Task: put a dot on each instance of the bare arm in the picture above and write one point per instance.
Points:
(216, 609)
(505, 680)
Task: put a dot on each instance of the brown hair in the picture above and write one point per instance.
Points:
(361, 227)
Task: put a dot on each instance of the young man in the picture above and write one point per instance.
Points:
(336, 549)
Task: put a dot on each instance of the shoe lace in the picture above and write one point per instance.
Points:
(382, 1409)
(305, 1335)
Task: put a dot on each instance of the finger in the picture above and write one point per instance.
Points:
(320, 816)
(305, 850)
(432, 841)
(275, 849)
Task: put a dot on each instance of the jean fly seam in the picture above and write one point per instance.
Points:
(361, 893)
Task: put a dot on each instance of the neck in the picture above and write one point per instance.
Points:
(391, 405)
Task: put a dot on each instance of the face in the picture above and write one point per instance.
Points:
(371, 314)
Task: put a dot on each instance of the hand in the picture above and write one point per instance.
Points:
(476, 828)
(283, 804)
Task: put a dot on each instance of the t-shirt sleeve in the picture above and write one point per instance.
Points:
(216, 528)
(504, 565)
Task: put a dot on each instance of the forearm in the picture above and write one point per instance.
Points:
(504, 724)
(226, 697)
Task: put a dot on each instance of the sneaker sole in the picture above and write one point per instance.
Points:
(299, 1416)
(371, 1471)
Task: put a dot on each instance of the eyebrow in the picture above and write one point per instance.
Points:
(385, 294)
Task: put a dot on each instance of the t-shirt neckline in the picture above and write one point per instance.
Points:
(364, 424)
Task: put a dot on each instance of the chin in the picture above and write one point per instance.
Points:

### SHORT TASK
Your task is to retype all the records above with nothing left out.

### FULL OUTPUT
Task: put a dot on each instance of the bare arm in the picture above and write one point per instance.
Points:
(216, 609)
(505, 680)
Task: put a dot on each instance of the brown hair in the picture above and write one point per instance.
Points:
(361, 227)
Task: put a dot on each instance of the young man in the picture above and write one point per instance.
Points:
(336, 549)
Task: put a dot on each instance of the shoe lace in the picture above and write one point per instance.
Points:
(382, 1409)
(305, 1335)
Task: put a dot on each instance of the finger in the picture above and write one point per instance.
Points:
(320, 816)
(305, 850)
(432, 841)
(275, 849)
Task: put a dot on each instance of the jean fly seam in the picture above and write one point per instance.
Points:
(361, 893)
Task: put a dot on each instance of the neck in the picture above and write one point per instance.
Points:
(391, 405)
Task: put a dot on each instance of the face in the picture above and write one point per instance.
Points:
(371, 314)
Task: put a dot on each instance of the hand in the picture above and write one point per instance.
Points:
(476, 828)
(283, 804)
Task: put a dot on each instance of the t-shirt sleeve in the picture above and write one point per instance.
Points:
(216, 528)
(504, 565)
Task: put a dot on each instance of the forearm in the picture above and write one point per instance.
Points:
(504, 724)
(226, 697)
Task: put a dot on each instance of the sneaker sole in the picture above and write one point per instance.
Points:
(299, 1416)
(371, 1471)
Task: put a dot on each instance of the eyebrow in the picture above and write one point per instance.
Points:
(385, 294)
Task: put a dot on each instance of the t-shirt neckline in the picture above and write one point per instance.
Points:
(364, 424)
Task: put a dot on each instance of the chin in the picture above and write one point per instance.
Points:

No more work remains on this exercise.